-- begin Source records --

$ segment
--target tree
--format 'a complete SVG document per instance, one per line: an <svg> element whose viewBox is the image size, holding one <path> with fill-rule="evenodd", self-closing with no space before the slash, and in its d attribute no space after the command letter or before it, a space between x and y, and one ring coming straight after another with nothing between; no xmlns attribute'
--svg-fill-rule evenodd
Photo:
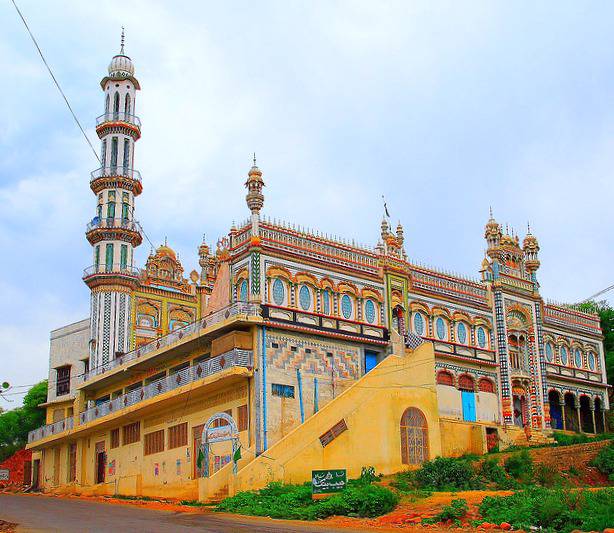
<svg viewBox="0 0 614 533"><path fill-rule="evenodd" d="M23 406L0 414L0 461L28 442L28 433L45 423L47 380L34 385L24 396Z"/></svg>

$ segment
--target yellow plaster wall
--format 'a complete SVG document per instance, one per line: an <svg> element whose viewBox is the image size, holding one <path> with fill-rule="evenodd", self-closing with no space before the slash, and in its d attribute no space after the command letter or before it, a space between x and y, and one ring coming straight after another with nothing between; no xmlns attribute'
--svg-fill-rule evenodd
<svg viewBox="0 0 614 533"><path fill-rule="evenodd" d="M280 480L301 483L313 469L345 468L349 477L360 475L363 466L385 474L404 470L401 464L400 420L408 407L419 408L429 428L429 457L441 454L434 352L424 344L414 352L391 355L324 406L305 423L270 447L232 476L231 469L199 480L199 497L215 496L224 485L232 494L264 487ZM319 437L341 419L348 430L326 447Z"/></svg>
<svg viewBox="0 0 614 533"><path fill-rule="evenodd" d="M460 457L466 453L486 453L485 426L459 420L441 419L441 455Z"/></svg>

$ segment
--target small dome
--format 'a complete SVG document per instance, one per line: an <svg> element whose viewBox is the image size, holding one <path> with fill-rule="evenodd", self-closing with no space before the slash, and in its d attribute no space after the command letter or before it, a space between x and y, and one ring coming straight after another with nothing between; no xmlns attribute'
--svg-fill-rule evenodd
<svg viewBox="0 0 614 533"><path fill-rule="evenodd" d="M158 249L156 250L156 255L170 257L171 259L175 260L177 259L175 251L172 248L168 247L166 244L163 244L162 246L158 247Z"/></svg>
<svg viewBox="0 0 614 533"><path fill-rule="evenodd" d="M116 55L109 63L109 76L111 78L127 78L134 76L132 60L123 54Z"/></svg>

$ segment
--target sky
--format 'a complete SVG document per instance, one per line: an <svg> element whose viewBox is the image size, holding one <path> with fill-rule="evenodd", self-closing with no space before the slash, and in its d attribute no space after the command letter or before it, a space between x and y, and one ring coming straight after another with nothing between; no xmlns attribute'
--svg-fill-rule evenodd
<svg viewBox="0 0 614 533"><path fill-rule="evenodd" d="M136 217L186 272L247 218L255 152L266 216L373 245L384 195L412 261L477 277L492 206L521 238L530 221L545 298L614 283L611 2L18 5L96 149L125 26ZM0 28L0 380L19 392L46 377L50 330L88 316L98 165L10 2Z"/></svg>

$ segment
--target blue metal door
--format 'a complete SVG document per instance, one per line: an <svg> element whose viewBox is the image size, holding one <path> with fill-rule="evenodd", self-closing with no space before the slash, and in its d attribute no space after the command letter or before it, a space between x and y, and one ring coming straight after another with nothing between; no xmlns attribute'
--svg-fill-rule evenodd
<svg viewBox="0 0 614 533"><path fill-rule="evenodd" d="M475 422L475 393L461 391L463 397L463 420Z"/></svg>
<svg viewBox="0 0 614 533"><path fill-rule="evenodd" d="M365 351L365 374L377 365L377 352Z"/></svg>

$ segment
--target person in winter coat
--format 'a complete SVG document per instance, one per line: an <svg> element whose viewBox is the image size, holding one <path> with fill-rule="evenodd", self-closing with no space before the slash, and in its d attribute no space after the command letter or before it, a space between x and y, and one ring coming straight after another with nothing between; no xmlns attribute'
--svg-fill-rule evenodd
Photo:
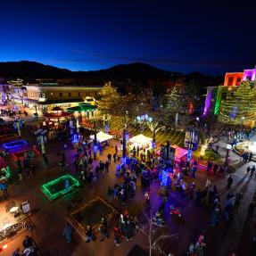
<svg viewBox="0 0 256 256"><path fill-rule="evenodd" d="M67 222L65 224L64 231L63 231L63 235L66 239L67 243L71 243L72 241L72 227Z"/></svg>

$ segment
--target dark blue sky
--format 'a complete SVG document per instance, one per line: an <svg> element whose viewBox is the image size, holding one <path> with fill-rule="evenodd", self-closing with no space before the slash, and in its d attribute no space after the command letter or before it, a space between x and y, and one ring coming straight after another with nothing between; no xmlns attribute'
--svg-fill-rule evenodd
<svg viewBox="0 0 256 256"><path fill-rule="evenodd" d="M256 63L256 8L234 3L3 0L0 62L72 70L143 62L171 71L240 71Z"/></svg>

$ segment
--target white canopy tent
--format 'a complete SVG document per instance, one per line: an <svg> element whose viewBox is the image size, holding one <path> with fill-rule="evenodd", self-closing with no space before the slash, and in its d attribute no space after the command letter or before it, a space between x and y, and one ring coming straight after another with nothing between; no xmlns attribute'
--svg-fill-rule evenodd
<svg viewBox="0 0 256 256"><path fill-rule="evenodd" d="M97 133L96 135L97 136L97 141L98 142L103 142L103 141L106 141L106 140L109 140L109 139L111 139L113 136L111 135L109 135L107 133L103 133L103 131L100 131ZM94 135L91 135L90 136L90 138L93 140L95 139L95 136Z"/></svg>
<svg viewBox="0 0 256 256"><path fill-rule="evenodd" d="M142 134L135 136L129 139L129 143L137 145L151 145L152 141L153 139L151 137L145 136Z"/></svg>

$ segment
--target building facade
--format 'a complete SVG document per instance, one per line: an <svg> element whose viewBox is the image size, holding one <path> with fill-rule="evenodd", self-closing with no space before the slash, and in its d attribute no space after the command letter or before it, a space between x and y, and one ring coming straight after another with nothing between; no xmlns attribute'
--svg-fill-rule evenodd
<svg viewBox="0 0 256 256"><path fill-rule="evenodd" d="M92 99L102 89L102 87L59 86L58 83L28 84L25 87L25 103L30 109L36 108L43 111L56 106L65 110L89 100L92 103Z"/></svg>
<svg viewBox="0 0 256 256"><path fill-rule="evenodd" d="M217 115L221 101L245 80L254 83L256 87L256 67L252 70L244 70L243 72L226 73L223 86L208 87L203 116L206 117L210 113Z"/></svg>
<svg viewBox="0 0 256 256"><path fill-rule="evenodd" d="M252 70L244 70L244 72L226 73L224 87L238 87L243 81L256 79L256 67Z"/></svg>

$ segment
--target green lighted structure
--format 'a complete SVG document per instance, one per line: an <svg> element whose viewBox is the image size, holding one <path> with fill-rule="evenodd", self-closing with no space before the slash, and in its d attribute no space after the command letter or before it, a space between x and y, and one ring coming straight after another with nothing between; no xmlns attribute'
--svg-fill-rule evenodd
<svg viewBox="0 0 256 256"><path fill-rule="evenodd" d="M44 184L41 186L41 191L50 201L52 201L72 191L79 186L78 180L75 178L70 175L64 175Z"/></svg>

-- end Source records --
-- begin Source records --

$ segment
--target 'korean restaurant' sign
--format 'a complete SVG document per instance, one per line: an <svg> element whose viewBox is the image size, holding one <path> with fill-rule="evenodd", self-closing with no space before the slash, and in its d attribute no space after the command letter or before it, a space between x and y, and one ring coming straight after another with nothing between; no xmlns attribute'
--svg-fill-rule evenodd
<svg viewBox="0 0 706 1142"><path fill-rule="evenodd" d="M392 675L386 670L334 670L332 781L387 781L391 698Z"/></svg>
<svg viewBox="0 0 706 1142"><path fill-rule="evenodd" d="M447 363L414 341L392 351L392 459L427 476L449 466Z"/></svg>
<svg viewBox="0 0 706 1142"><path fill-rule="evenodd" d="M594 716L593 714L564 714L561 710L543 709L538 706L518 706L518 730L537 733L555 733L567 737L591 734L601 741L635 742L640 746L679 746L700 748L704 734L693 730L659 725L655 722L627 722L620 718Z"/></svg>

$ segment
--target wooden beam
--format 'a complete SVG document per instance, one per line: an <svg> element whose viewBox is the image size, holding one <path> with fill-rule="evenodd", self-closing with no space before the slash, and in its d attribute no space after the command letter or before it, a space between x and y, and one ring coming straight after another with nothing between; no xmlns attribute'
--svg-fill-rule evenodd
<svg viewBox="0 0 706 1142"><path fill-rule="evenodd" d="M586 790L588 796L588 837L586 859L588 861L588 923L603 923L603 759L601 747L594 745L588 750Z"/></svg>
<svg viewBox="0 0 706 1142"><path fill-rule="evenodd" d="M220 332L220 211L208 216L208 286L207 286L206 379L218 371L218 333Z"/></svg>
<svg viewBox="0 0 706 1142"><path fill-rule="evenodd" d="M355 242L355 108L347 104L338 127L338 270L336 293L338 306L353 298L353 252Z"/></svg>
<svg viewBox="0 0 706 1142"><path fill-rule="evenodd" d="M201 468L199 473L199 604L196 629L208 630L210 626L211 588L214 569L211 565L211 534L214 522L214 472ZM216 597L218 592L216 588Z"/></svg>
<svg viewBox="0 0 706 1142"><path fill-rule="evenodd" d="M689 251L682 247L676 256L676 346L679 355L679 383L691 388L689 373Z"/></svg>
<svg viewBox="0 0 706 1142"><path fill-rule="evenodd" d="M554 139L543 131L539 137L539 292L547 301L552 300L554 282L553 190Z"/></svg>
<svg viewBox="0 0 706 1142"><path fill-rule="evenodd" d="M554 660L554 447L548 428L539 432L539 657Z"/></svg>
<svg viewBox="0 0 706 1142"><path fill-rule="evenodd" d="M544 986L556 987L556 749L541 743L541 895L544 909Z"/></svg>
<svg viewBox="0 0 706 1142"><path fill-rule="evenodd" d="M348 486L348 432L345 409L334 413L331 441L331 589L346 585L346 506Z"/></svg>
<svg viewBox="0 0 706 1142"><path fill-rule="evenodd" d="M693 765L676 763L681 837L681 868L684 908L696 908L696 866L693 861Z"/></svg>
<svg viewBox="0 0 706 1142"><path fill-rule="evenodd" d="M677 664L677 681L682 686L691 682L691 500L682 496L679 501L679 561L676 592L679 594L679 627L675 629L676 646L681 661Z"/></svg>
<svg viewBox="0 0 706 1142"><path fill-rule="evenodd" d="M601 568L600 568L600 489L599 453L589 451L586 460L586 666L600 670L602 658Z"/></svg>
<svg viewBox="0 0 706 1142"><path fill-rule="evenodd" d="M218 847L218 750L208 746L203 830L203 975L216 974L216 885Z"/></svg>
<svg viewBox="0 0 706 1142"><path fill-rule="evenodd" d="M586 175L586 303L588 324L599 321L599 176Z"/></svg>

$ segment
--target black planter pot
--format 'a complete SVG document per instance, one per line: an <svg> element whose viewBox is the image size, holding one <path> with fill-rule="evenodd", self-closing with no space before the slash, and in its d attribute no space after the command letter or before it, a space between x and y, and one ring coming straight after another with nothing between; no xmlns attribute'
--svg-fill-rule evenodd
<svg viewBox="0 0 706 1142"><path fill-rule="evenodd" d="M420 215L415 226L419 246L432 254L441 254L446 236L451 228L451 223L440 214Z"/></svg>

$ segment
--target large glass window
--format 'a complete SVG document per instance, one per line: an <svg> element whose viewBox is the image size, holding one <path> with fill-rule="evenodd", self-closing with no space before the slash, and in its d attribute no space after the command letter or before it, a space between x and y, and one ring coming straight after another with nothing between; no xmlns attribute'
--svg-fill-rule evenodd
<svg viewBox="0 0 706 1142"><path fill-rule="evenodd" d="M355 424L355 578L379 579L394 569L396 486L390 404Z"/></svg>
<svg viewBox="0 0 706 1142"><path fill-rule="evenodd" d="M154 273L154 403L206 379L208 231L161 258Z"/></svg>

-- end Source records --

Short exercise: Pull out each line of the material that contains the word "blue".

Result below:
--target blue metal door
--target dark blue sky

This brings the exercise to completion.